Highway Dimension: a Metric View

TL;DR

The work introduces a relaxed highway dimension that applies to general metric spaces by hitting approximate shortest paths within balls, enabling algorithmic tools previously restricted to graphs. It proves a PTAS for Subset TSP in spaces with small highway dimension and develops a comprehensive metric toolkit comprising padded decompositions, sparse covers, and tree covers that unlocks numerous applications. The toolkit yields embeddings into l_p spaces, distance oracles, and various approximation schemes for extension and flow problems, highlighting the practical impact for realistic metric spaces such as road networks and doubling spaces. Overall, the paper provides a unified framework linking realistic distance structures to efficient approximation algorithms and data-structural tools.

Written tasks:
**A)** Condense the paragraph of the highway dimension summary that begins "The work introduces" into a bulleted list that keeps its main facts.
**B)** Reproduce the part of the highway dimension summary starting with "The work introduces" and going on through "and data-structural tools.".

Material provided:

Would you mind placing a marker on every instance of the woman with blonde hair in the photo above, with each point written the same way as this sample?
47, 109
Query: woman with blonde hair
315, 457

Responses:
**A)**
- Introduces a relaxed highway dimension for general metric spaces, defined by hitting approximate shortest paths within balls, which extends algorithmic tools once limited to graphs.
- Proves a PTAS for Subset TSP in spaces with small highway dimension.
- Develops a metric toolkit of padded decompositions, sparse covers, and tree covers.
- Applies the toolkit to embeddings into l_p spaces, distance oracles, and approximation schemes for extension and flow problems, with practical relevance for road networks and doubling spaces.
- Offers a unified framework connecting realistic distance structures to efficient approximation algorithms and data-structural tools.

**B)**
The work introduces a relaxed highway dimension that applies to general metric spaces by hitting approximate shortest paths within balls, enabling algorithmic tools previously restricted to graphs. It proves a PTAS for Subset TSP in spaces with small highway dimension and develops a comprehensive metric toolkit comprising padded decompositions, sparse covers, and tree covers that unlocks numerous applications. The toolkit yields embeddings into l_p spaces, distance oracles, and various approximation schemes for extension and flow problems, highlighting the practical impact for realistic metric spaces such as road networks and doubling spaces. Overall, the paper provides a unified framework linking realistic distance structures to efficient approximation algorithms and data-structural tools.